[Text for analysis Boundary: Start]

What the Mathematicians Said
The reactions from the verification team go beyond polite acknowledgment.
Daniel Litt called it “the unique interesting result produced autonomously by AI so far.” Jacob Tsimerman pointed to a structural advantage AI holds over human mathematicians: “AIs have an edge. It’s not just that they can try all known methods. They can play for longer.”
Arul Shankar framed the implications broadly, stating the work demonstrates that “AI systems can move beyond assisting mathematicians and begin generating genuinely original ideas.”
Not everyone treated the result as unqualified vindication. Bloom noted that “the human still plays a vital role in discussing, digesting, and improving this proof.” The verification team shortened and generalized the original output, and Sawin improved the exponent. The model’s raw proof was completely valid, but the humans made it better. The final published version is a collaboration, not a solo AI achievement.
Melanie Matchett Wood offered perhaps the most provocative takeaway: “Maybe people should be spending more time playing devil’s advocate” regarding unproven conjectures. If an AI can disprove a conjecture that 80 years of human effort assumed was true, the field may need to reconsider which assumptions deserve that confidence.
What This Means for the AI Industry
The Erdős result is not a product demo. It is a capability proof that lands differently than coding benchmarks or chatbot evaluations.
For OpenAI specifically, it validates the company’s reasoning model investment at a moment when the industry debate has shifted toward whether frontier models are plateauing. Competitors including Anthropic and Google have made similar investments in extended reasoning, but none has produced a result at this level of mathematical significance.
For the broader industry, the proof forces a recalibration of what “AI reasoning” means. Most enterprise AI use cases today involve pattern matching, summarization, and code generation. A model that can autonomously connect two unrelated mathematical fields to solve an 80-year open problem is operating in a qualitatively different space.

[Text for analysis Boundary: End]
[Given records Boundary: Start]

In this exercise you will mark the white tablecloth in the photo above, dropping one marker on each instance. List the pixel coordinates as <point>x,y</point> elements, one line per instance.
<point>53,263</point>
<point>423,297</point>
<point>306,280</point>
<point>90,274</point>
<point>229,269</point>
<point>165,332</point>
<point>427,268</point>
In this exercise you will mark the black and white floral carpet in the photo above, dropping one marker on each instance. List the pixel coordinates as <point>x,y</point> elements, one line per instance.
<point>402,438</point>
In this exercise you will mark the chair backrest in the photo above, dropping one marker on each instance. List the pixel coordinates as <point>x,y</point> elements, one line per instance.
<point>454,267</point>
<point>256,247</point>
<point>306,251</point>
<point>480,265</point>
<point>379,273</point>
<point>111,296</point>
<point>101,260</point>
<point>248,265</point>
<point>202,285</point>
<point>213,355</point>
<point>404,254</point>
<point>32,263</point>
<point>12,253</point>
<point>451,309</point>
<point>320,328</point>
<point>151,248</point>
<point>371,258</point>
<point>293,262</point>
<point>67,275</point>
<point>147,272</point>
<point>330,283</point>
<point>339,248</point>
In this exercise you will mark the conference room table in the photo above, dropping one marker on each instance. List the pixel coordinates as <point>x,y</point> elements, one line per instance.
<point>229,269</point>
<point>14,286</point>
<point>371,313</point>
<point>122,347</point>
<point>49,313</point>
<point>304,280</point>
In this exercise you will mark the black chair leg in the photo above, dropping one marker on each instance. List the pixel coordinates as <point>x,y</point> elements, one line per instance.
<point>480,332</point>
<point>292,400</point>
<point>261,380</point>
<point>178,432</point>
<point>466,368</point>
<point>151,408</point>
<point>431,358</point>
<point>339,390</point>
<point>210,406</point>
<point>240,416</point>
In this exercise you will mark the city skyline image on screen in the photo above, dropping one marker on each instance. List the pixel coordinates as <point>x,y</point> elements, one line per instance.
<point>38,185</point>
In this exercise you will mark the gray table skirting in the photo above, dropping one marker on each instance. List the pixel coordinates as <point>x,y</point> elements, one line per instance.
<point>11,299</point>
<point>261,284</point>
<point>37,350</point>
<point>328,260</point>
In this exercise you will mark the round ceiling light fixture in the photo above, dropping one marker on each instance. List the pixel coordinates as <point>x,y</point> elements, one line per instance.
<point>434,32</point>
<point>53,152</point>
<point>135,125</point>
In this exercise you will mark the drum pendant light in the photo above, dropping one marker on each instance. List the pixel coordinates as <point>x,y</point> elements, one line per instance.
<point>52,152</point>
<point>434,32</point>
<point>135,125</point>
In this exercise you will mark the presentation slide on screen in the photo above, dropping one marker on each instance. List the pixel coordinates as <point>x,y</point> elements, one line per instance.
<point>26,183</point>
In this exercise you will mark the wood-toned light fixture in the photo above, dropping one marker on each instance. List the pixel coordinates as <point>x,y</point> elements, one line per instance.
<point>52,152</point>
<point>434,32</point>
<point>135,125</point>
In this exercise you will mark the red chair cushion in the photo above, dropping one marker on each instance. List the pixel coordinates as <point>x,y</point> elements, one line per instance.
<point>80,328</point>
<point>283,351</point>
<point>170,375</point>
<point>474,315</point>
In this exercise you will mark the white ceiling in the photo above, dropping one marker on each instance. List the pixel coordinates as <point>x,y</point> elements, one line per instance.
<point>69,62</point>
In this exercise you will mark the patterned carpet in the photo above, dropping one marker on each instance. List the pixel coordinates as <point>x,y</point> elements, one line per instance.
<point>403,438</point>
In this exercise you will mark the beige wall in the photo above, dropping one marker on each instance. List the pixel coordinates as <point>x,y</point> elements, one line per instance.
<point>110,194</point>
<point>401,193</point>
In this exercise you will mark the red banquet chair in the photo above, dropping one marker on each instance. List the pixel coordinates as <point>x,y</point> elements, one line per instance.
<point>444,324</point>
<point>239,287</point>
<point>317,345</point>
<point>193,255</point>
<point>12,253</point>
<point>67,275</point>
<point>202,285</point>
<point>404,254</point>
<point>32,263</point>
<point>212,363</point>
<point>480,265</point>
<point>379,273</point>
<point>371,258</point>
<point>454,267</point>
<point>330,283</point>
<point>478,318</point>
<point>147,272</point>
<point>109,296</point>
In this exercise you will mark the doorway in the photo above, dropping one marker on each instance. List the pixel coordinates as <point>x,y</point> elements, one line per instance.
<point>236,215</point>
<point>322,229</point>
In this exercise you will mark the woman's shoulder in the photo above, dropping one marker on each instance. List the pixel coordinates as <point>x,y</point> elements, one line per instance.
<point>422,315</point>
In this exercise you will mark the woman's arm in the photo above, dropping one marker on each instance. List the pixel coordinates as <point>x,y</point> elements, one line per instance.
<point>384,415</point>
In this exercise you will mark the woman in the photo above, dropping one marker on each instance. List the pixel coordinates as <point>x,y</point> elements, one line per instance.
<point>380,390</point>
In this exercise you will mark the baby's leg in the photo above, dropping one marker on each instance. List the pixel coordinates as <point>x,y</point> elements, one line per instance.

[Given records Boundary: End]

**Exercise prompt:** Continue the article on the AI-produced Erdős proof from the point where it stops.

**Result of the task:**
Several mathematicians mentioned the risk of “proof indigestion,” where AI generates valid results faster than humans can digest, verify, and integrate them. If that scenario materializes across disciplines (biology, materials science, drug discovery), the bottleneck in scientific research shifts from generating hypotheses to evaluating them.
From an enterprise perspective, this is the clearest signal yet that reasoning models will eventually move beyond software development and customer service into research and development pipelines. The timeline is uncertain, but the direction is not.
The Redemption and What Comes Next
OpenAI needed this. The January 2025 embarrassment damaged the company’s credibility in the scientific community at exactly the wrong moment, as competitors closed the gap on reasoning benchmarks. Sixteen months later, the same company produced a result that Fields Medalists say belongs in the world’s top mathematics journal.
The lesson is not that AI can replace mathematicians. The lesson is that a general-purpose reasoning model, not a specialized theorem prover, produced something that no specialized system and no human mathematician managed in 80 years. When Gowers says the proof meets Annals of Mathematics standards, that is a specific, testable claim from someone whose judgment the entire field trusts.
The unit distance conjecture was one problem. Erdős posed roughly 1,500 problems over his career, and hundreds remain open. Mathematics is one discipline. If OpenAI’s reasoning models can bridge algebraic number theory and discrete geometry on their own, the question is no longer whether AI can do original science. The question is how fast, and in how many fields at once.